Collection entries

========

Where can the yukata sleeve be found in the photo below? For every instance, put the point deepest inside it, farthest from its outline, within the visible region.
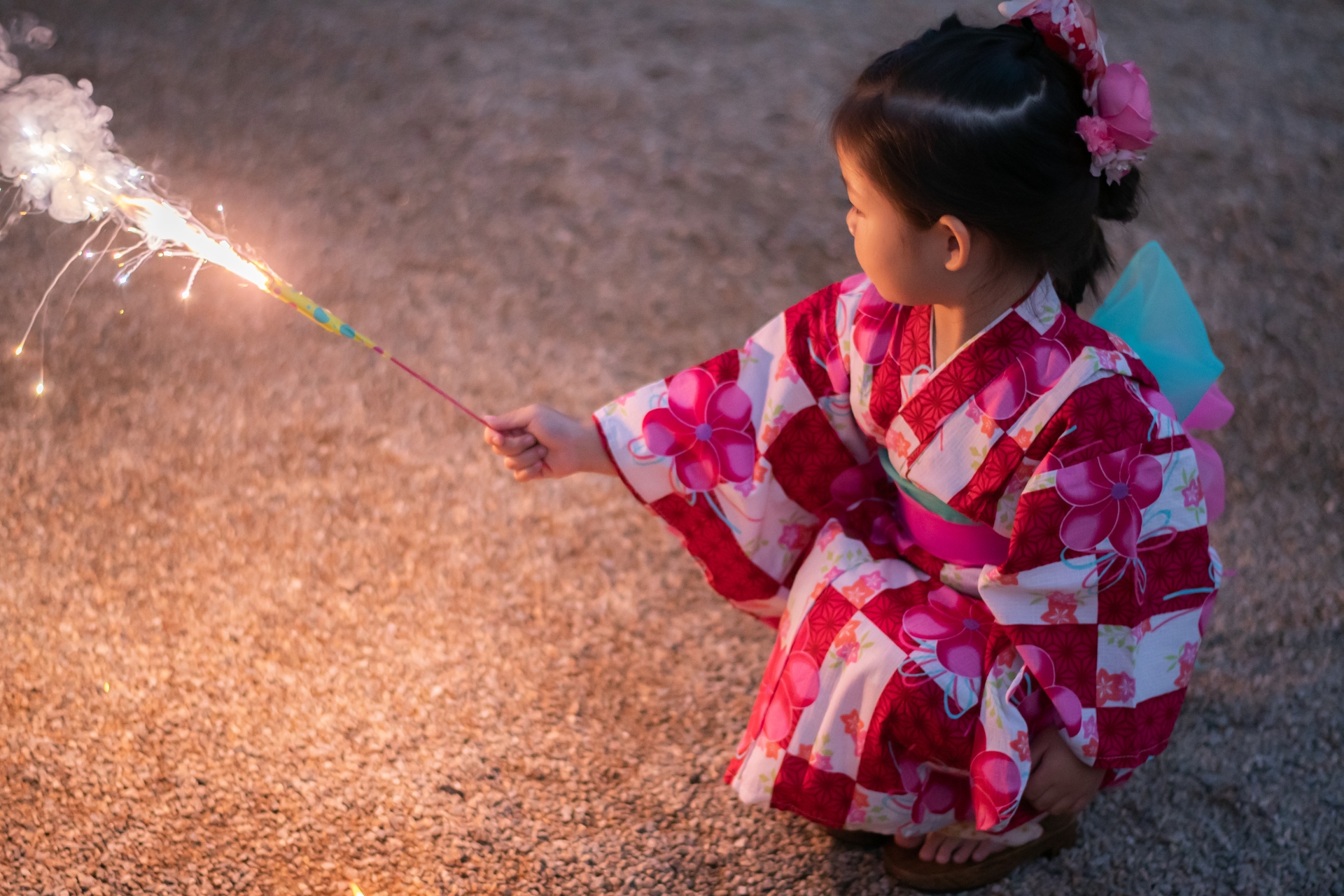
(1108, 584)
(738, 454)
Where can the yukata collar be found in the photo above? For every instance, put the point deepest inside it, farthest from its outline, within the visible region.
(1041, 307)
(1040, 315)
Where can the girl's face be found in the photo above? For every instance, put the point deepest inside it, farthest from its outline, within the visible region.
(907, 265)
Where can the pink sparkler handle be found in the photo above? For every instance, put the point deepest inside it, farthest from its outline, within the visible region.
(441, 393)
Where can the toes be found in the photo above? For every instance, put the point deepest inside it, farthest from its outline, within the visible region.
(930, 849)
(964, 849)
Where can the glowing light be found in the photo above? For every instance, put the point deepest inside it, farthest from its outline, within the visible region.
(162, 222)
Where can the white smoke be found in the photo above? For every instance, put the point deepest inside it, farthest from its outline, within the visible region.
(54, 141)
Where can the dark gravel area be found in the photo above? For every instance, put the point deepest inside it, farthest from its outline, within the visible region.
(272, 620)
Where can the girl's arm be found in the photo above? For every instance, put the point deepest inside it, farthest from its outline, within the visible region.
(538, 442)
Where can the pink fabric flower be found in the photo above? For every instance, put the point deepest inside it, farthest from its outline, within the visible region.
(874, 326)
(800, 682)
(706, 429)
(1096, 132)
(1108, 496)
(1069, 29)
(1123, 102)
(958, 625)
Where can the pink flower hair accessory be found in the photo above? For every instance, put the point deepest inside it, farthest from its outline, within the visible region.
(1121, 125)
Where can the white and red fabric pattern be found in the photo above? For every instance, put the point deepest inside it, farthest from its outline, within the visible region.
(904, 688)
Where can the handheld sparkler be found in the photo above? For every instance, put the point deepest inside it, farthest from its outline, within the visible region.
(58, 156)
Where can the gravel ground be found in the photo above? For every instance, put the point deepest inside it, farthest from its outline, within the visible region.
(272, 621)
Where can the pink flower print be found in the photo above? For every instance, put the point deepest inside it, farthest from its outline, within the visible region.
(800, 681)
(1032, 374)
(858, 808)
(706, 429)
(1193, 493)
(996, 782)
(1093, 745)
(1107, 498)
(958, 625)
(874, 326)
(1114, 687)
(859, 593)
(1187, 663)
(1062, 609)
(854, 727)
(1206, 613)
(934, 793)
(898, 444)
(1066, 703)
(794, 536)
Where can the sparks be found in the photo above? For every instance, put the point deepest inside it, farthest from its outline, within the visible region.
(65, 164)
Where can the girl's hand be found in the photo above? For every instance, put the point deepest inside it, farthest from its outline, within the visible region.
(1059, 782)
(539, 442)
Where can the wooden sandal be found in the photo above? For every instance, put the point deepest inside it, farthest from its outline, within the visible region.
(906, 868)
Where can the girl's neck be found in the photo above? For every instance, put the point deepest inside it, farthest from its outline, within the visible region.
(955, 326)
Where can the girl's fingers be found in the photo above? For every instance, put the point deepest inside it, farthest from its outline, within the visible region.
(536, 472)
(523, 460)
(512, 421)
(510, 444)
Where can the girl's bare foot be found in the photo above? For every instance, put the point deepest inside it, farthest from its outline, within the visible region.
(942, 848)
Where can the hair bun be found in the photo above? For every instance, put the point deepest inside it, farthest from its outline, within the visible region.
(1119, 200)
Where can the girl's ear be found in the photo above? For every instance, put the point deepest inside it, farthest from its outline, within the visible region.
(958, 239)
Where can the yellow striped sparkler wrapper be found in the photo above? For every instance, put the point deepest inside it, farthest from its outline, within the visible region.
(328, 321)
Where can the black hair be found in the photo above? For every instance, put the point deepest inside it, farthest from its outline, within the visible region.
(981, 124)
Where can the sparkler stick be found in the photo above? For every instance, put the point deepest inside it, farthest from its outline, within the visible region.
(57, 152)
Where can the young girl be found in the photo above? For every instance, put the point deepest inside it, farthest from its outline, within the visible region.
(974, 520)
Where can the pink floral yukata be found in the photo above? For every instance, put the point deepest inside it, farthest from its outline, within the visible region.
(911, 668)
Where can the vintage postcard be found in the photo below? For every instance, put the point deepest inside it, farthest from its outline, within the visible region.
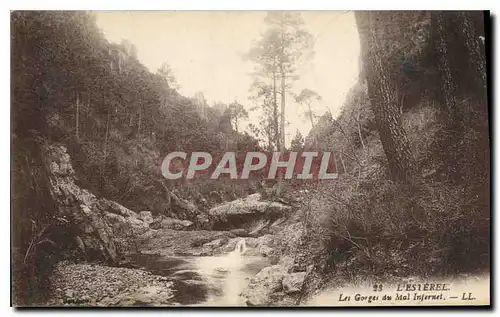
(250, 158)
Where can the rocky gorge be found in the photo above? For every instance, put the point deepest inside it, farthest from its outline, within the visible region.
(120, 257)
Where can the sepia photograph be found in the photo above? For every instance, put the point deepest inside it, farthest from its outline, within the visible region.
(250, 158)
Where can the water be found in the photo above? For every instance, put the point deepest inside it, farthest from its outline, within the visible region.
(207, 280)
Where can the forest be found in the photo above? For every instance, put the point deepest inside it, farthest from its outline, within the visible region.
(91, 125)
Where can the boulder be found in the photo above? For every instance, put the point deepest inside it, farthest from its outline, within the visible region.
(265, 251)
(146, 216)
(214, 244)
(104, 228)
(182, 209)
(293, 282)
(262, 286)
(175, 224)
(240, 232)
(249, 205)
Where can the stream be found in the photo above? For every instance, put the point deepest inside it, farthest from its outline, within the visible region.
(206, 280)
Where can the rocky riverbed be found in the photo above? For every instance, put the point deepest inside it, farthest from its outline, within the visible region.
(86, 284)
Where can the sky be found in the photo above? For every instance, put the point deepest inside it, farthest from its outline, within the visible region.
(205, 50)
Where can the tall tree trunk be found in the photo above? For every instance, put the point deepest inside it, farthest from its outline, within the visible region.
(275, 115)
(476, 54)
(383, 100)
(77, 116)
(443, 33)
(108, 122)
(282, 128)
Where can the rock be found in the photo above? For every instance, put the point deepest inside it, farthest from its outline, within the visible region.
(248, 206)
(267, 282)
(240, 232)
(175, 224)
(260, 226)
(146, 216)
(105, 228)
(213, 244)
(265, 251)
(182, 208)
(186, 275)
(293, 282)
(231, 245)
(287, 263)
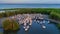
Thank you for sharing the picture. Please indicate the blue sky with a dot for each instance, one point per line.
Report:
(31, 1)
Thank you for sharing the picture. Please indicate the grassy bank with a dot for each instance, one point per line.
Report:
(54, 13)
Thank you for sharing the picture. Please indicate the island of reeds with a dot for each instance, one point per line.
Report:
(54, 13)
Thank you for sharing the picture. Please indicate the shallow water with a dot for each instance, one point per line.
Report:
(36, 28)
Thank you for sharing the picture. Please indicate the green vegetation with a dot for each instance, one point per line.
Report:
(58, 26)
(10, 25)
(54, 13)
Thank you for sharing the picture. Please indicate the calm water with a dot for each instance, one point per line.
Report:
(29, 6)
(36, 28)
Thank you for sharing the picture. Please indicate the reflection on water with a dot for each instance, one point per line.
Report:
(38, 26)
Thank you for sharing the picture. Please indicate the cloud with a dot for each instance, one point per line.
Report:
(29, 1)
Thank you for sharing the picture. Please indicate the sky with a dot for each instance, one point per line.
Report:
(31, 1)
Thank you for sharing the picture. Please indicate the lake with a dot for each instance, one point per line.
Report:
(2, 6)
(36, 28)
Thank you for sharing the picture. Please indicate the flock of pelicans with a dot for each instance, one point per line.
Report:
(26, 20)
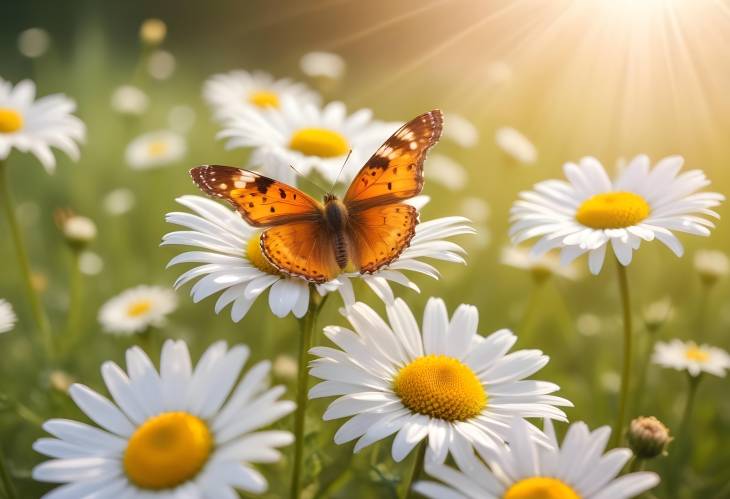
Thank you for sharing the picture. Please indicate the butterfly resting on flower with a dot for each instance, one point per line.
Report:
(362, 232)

========

■ AIM ■
Please give the lines above, from the one containing "Thank you for sharing the picture. Please indicate the cloud" through the last line, as a JSON list of strings with one string per line. Skip blank lines and leave the pictures out.

■ REPLY TO THE EXERCISE ■
[
  "Thank you for sharing the picture. Please indicate the cloud with a dot for each instance, one point per line.",
  "Report:",
  "(29, 1)",
  "Thank you for sharing the picture. Please indicate the sky with a dot for each instance, one point per line.",
  "Report:",
  "(31, 1)",
  "Thank you for sharing the picture. Please indicate the lake with a dot for each instance, one point per line.",
  "Report:",
  "(2, 6)",
  "(36, 28)",
  "Thank you for sharing the picture. Please indicate the flock of pelicans with a dot for each instance, one point per line.",
  "Report:",
  "(26, 20)",
  "Thank you for sharing the picture. Please indicate the butterfly resting on flower with a dot for each instance, one point per line.",
  "Report:",
  "(362, 232)"
]